**Fragmento proporcionado**
%%
El Olor de la Nobleza

Dice  Patrikc Suski, en su magistral novela El Perfume que toda cosa tiene un olor (o un hedor) que le es propio. Esos “olores”  fueron desapareciendo a medida que avanzaba el proceso de industrialización y urbanización. La nobleza, como don del espíritu, también tiene  olor y su rostro.

        Hacia el año de 1.539, el Gobernador de la Provincia de Coro, el alemán, Nicolás Federman,  ordenó al capitán Don Diego Martinez, natural de Valladolid; marchar hacia las tierras hoy caroreñas.  Como era frecuente aquella expedición se hizo con muy pocas provisiones y como en estas tierras ásperas y bravas era harto difícil conseguir avituallamiento aquello fue una odisea.  No fue fortuito entonces que Kururá (que al hispanizarse se trasformó en Carora), en el dialecto caraive de los arawacs significase se acabará la comida. 


        Ya adelantado el camino que unía a Coro con las serranías de Carora se hizo menester salir a la búsqueda de alimento.  En la cuadrilla formada para acometer tal responsabilidad  iba un andaluz que no reveló su estado de salud quizás para no ser  reprochado por los expedicionarios a quienes se les exigía fortaleza.  Martín Tinajero, hombre muy cristiano, fue –según Don José Oviedo y Baños-  un hombre muy humilde, sencillo y modesto.  A causa de su enfermedad murió de repente.  Fue sepultado en unos de esos surcos que en nuestros suelos arcillosos  e  irregulares dejan las aguas de lluvias al escurrirse y con las cuales el pintor Reinaldo Crespo ha encontrado una manera de vivir holgadamente.
      Pasados algunos pocos días el Capitán Martínez  volvió  a despachar otra  cuadrilla para buscar bastimentos.  Pero como el comandante de la expedición y su tropa esperaban ser alcanzados por el Gobernador Federman quien estaba en Coro arreglando asuntos propios de su oficio, avanzaban muy lentamente de modo que los hombres bajo las órdenes de Martínez no escatimaron su tiempo y fueron a visitar el lugar donde habían enterrado a su compañero con intenciones de  re- sepultarlo por si acaso los indios que merodeaban la zona, como solía suceder, lo habían desenterrado.
%%
**Enunciado del ejercicio**
Reproduce el pasaje del fragmento que va de "Dice  Patrikc Suski, en" a "acabará la comida.", con ambos extremos incluidos. Trabaja solo con el fragmento.

**Extractos de datos**
%%
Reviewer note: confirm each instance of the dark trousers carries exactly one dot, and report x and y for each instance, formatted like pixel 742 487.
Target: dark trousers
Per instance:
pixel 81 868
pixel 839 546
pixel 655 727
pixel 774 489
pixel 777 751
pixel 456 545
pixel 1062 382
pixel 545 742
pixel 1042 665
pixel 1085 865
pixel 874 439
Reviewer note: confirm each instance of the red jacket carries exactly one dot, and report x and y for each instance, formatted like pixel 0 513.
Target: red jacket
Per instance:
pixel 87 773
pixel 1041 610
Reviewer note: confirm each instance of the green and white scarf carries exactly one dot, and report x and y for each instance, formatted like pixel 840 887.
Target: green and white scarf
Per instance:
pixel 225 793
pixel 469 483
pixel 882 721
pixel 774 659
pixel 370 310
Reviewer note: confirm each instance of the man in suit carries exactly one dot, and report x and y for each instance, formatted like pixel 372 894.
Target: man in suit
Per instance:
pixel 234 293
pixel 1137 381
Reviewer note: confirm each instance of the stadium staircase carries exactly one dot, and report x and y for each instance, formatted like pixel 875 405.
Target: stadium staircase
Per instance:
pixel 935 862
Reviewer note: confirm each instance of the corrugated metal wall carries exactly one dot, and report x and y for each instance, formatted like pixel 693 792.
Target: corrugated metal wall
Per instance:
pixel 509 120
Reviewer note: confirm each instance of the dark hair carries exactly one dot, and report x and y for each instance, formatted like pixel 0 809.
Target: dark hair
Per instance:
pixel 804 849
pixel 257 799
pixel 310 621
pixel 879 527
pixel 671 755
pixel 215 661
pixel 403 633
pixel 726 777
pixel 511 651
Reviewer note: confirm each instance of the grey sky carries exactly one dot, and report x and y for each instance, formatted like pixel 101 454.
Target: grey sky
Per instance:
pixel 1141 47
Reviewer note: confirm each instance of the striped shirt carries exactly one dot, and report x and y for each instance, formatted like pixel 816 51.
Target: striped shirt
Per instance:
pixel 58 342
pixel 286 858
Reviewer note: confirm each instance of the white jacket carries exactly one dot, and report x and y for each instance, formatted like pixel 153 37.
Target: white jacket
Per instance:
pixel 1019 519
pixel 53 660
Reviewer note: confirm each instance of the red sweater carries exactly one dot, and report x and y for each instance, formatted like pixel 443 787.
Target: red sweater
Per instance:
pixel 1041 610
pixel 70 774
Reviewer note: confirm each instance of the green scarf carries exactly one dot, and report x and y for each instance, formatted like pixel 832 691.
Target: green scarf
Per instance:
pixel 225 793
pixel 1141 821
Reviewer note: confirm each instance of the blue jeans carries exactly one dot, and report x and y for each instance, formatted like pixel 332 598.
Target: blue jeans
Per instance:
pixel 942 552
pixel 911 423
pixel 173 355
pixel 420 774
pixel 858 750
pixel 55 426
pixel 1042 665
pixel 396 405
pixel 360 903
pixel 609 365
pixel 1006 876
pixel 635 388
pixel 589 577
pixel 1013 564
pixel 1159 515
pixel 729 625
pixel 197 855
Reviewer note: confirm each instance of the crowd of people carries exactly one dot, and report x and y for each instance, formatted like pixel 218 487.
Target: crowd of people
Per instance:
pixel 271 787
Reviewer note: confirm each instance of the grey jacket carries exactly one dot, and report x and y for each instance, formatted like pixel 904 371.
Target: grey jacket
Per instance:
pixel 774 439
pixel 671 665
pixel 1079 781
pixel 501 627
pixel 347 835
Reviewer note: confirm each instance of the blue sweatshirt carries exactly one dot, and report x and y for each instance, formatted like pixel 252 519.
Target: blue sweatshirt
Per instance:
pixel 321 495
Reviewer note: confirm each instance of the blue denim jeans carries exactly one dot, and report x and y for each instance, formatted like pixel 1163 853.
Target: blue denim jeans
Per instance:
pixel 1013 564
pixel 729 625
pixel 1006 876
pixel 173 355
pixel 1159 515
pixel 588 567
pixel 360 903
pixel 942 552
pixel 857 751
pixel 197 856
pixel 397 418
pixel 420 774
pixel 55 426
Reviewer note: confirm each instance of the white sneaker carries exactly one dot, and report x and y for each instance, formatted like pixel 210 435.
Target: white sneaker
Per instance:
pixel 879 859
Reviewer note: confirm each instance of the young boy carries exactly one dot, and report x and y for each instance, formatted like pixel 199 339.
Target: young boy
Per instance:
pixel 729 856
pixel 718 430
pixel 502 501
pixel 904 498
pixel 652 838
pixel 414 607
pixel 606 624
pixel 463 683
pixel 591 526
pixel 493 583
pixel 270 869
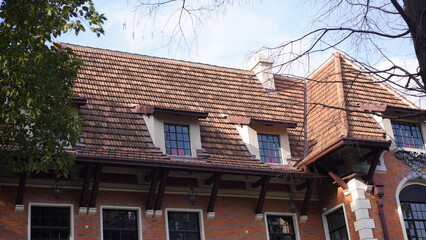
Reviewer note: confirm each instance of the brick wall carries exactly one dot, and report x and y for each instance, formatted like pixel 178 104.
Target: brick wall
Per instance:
pixel 331 195
pixel 235 218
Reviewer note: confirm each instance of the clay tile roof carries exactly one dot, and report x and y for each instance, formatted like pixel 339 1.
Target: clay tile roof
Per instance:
pixel 112 82
pixel 340 83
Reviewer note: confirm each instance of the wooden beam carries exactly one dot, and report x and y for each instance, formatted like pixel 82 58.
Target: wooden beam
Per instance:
pixel 161 189
pixel 213 195
pixel 338 180
pixel 373 165
pixel 262 194
pixel 307 198
pixel 84 198
pixel 301 186
pixel 152 189
pixel 148 177
pixel 257 183
pixel 95 186
pixel 210 180
pixel 21 188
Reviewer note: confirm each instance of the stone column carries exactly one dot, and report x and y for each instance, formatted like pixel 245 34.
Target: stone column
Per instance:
pixel 360 204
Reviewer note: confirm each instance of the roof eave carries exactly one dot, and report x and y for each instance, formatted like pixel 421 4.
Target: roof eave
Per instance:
pixel 344 141
pixel 193 167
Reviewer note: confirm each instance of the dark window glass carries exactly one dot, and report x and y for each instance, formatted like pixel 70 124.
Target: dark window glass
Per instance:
pixel 337 225
pixel 177 140
pixel 183 226
pixel 413 205
pixel 407 135
pixel 281 228
pixel 120 224
pixel 269 148
pixel 50 223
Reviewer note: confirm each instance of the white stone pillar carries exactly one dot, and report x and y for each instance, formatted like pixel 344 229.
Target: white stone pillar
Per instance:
pixel 360 204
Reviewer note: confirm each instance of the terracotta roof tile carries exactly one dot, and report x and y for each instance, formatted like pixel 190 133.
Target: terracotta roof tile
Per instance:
pixel 341 84
pixel 113 81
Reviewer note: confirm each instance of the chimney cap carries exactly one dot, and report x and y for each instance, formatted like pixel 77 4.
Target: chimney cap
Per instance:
pixel 258 58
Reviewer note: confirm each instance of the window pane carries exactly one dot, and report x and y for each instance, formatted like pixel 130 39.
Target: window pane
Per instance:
pixel 120 224
pixel 183 226
pixel 407 134
pixel 177 140
pixel 50 223
pixel 269 148
pixel 281 227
%%
**Solución**
Dice  Patrikc Suski, en su magistral novela El Perfume que toda cosa tiene un olor (o un hedor) que le es propio. Esos “olores”  fueron desapareciendo a medida que avanzaba el proceso de industrialización y urbanización. La nobleza, como don del espíritu, también tiene  olor y su rostro.

        Hacia el año de 1.539, el Gobernador de la Provincia de Coro, el alemán, Nicolás Federman,  ordenó al capitán Don Diego Martinez, natural de Valladolid; marchar hacia las tierras hoy caroreñas.  Como era frecuente aquella expedición se hizo con muy pocas provisiones y como en estas tierras ásperas y bravas era harto difícil conseguir avituallamiento aquello fue una odisea.  No fue fortuito entonces que Kururá (que al hispanizarse se trasformó en Carora), en el dialecto caraive de los arawacs significase se acabará la comida.